DATA SHOWN —
---*---

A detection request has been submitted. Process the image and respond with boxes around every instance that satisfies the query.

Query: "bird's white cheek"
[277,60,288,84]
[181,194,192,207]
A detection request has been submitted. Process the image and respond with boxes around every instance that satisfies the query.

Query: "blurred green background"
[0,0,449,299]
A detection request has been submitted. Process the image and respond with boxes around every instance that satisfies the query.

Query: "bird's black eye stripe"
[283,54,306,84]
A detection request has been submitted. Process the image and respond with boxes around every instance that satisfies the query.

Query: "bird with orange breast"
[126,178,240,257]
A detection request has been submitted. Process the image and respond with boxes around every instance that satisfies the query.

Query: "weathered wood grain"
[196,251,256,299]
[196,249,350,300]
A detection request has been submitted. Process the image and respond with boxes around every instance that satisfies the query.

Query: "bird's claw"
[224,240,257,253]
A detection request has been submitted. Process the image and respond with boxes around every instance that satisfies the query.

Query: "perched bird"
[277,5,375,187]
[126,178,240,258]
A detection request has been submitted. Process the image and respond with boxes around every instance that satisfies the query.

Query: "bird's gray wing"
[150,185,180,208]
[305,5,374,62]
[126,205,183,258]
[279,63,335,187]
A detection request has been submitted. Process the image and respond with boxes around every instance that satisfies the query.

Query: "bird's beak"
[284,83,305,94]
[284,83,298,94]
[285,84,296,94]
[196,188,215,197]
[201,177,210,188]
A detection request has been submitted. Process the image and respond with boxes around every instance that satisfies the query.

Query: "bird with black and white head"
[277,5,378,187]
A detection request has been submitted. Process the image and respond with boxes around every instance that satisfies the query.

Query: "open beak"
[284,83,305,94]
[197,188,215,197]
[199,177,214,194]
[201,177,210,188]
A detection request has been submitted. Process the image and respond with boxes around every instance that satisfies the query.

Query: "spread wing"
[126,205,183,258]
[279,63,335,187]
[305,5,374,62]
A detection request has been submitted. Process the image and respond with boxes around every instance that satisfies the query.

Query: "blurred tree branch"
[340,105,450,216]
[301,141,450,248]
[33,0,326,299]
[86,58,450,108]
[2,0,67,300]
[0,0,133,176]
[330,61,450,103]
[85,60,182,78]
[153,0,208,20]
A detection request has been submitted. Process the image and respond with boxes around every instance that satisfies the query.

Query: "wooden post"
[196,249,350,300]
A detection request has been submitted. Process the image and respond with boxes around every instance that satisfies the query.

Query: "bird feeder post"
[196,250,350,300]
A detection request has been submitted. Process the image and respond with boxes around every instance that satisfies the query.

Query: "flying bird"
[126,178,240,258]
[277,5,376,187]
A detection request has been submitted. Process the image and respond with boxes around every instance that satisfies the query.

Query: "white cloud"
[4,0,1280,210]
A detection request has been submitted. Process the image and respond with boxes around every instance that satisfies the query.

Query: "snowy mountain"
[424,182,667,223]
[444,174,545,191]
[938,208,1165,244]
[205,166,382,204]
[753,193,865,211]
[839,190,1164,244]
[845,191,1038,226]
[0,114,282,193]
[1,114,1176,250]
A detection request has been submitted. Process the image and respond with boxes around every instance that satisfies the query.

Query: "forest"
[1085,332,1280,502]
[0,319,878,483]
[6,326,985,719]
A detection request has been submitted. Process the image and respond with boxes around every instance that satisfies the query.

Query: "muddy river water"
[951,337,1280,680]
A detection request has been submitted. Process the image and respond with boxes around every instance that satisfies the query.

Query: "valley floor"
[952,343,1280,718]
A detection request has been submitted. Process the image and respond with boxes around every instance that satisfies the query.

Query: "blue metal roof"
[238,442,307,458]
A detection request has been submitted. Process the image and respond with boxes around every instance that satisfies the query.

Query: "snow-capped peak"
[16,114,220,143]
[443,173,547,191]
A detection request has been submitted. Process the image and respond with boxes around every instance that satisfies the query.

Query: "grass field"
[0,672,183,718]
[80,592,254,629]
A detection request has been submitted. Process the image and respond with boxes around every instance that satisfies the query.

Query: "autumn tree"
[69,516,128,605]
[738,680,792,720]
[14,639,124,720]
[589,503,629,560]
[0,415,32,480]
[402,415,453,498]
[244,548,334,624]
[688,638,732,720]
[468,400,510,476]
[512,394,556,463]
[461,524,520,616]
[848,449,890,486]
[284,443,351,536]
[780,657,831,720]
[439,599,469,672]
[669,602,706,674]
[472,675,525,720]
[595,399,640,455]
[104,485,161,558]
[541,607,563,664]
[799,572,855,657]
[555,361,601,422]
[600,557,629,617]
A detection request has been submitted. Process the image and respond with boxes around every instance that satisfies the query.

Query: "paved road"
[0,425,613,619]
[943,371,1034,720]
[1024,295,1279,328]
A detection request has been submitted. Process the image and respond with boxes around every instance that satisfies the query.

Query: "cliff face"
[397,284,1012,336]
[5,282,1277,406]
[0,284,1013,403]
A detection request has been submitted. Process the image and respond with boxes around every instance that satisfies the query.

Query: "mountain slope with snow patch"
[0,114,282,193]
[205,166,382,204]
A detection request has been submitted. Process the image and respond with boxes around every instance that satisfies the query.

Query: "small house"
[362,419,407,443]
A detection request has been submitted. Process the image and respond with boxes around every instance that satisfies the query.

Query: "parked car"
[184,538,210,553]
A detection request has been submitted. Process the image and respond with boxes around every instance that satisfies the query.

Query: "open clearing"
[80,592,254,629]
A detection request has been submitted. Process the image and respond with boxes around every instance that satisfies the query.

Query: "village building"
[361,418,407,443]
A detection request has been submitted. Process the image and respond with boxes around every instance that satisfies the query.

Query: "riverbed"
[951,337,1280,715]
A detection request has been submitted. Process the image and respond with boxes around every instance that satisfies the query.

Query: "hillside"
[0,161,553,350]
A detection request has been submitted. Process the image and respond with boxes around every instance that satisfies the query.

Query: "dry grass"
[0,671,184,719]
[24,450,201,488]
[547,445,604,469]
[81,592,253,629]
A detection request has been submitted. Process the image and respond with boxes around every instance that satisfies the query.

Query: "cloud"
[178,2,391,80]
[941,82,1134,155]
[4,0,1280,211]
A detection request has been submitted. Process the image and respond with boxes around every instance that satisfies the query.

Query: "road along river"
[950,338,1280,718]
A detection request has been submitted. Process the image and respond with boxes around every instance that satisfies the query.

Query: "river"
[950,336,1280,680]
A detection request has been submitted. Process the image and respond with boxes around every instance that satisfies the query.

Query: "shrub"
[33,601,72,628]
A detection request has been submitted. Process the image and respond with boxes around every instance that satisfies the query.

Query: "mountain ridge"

---*---

DIRECTIONS FOR THIS TASK — Reproduce all the records. Keep them exact, please.

YOUR SOLUTION —
A detection request has been submitted. Process the image and respond with boxes around every instance that satisfies the query.

Query: "bird's white cheek"
[277,60,288,84]
[181,194,192,207]
A detection request has been submitted. Process the image and respond with boxes around every instance that satisfies the query.

Query: "blurred green background"
[0,0,449,299]
A detection request has been submitted. Process the image and respond with boxes around every instance that satisfies the query.

Query: "bird's black eye stripe"
[283,54,306,84]
A detection request has been submitted. Process the image and respond with boxes around every instance that satisfies the query.

Query: "bird with orange breast"
[126,178,240,257]
A detection request has been submitted. Process the image and respond with boxes around every instance that satisfies the query.

Query: "weathered wood grain"
[196,251,256,299]
[196,249,350,300]
A detection request has been submitted. Process the image and respond with boxes around every instance that satisfies the query.

Query: "bird's claw"
[224,240,257,253]
A detection request has been submitted. Process the image and respond with boxes around every instance that satisfies the query.

Query: "perched bird"
[277,5,375,187]
[126,178,240,258]
A detection request has been submitted. Process the image and respond with boxes around every instance that satisfies the query.

Query: "bird's gray wing"
[150,185,180,208]
[305,5,374,62]
[126,205,183,258]
[279,63,335,187]
A detection request has been submitted. Process the image and respond with boxes around every instance that satisfies the query.

Query: "bird's beak"
[284,83,305,94]
[284,83,298,94]
[285,84,296,94]
[196,188,215,197]
[201,177,210,188]
A detection request has been submitted. Process the image and respond with boxes around every instance that satisfies the query.

Query: "bird with black and white head"
[277,5,378,187]
A detection request has been submitted. Process the image and respond with boxes around every instance that satisfies the query.

Query: "open beak"
[284,83,305,94]
[197,188,215,197]
[199,177,214,194]
[201,177,210,188]
A detection request has been submitted. Process the image and respond with boxes around every instance that satisfies the query.

Query: "spread wing"
[126,205,183,258]
[279,63,335,187]
[305,5,374,62]
A detection request has been submitted. Process the image and respond with boxes around every instance that satisfies the query.

Query: "blurred tree branch"
[340,105,450,216]
[301,141,450,248]
[33,0,326,299]
[86,58,450,108]
[2,0,67,300]
[0,0,133,176]
[330,61,450,103]
[85,60,182,78]
[153,0,208,20]
A detection request has been submitted. Process the image and respond with boxes around every instance that satisfies the query.

Query: "wooden post"
[196,249,350,300]
A detection request has been submitted. Process the image and respond with boxes around every instance that satisfies the query.

Query: "bird feeder post"
[196,250,350,300]
A detection request has been submitted. Process the image and respond with boxes around every instance that satisfies the query.

Query: "flying bird"
[126,178,240,258]
[277,5,376,187]
A detection request has been submitted. Process the image and respond with boxes around every instance that satisfies the query.

Query: "white cloud"
[4,0,1280,210]
A detection request has been submitted. Process the image and respond with boxes around every instance that satisfies the query.

Query: "snowy mountain"
[424,182,667,223]
[444,174,545,191]
[938,208,1165,244]
[205,166,382,204]
[753,193,865,211]
[839,190,1164,244]
[845,191,1038,226]
[0,114,282,193]
[1,114,1176,250]
A detection request has been submitted. Process the image and respond with boxes around every instance that satisfies the query.

Query: "forest"
[1085,332,1280,502]
[0,319,878,483]
[6,326,985,719]
A detection request has been submitted. Process the image and respond with boxes around every instance that satisfies the query.

Query: "muddy river water"
[951,337,1280,680]
A detection request has been submitted. Process the image and respond with boxes around every instance that satisfies the query.

Query: "valley floor"
[952,343,1280,718]
A detection request has been submitted. Process the image and respond with boxes around every instance that satisfies the query.

Query: "blue metal roof"
[238,442,307,458]
A detection request has been submitted. Process the image and respond with boxes around every instance that satisfies the query.

Query: "snow-capped peak"
[16,114,220,143]
[443,173,547,191]
A detection request has been submitted. Process the image and respond with boxes around every instance that satisfies the query.

Query: "grass field"
[0,672,183,718]
[80,592,254,629]
A detection request has been submitted. Process the image and respond with boxes around every instance that satisfies the query.

Query: "autumn tree"
[69,516,128,605]
[738,680,792,720]
[14,639,124,720]
[589,503,629,560]
[0,415,32,480]
[402,415,453,498]
[244,548,334,624]
[688,638,732,720]
[468,400,510,476]
[512,394,556,463]
[461,524,520,616]
[848,449,890,486]
[284,443,351,536]
[780,657,831,720]
[439,599,469,672]
[669,602,706,674]
[472,675,525,720]
[595,399,640,455]
[104,485,161,558]
[541,607,563,664]
[799,572,855,657]
[555,361,601,422]
[600,557,629,617]
A detection request has been submitted. Process the image and respond with boxes around every instance that satisfies the query.

Query: "paved road"
[0,425,613,619]
[943,371,1034,720]
[1024,295,1279,328]
A detection request has been submitted. Process the image and respond with boxes around every instance that satisfies the query.

Query: "cliff face"
[397,284,1012,336]
[5,282,1277,406]
[0,284,1013,403]
A detection request has been submitted. Process the image and respond with boxes around every instance that satisfies the query.

Query: "mountain slope with snow patch"
[0,114,282,193]
[205,166,382,204]
A detection request has been submitted. Process the image and respond with boxes around every instance that satisfies the query.

Query: "small house"
[362,419,407,443]
A detection request has been submitted. Process the image and respond with boxes around every instance that satisfies the query.

Query: "parked car"
[184,538,210,553]
A detection request has been submitted. Process the image and respond with boxes around every instance that satisfies the query.

Query: "open clearing"
[80,592,254,629]
A detection request has been submitted. Process the image and respond with boxes around every instance that satisfies the query.

Query: "village building"
[361,418,407,443]
A detection request has been submitted. Process the image and respond with boxes around every instance that satisfies the query.

Query: "riverbed"
[951,337,1280,715]
A detection request has been submitted. Process the image and respond with boxes around every instance that satisfies the query.

Query: "hillside"
[0,161,553,350]
A detection request has been submitted. Process the image and respond with boxes around every instance that satisfies the query.

Query: "dry grass"
[0,671,184,719]
[24,450,201,488]
[547,445,604,469]
[81,592,253,629]
A detection request has been submitted. Process the image and respond with boxes around every instance that satisfies the query.

Query: "cloud"
[178,2,391,80]
[941,82,1134,155]
[4,0,1280,211]
A detection request has been submitted. Process the image and respond with boxes around every instance that satisfies the query.

Query: "road along river"
[950,338,1280,718]
A detection request has been submitted. Process the image and respond with boxes around every instance that satisfies the query.

Query: "river"
[950,336,1280,680]
A detection request has been submitted. Process the image and respond with boxes around every instance that satisfies the query.

Query: "shrub"
[33,601,72,628]
A detection request has been submitted. Process the image and respond with boxes around every instance that satisfies the query.

Query: "mountain ridge"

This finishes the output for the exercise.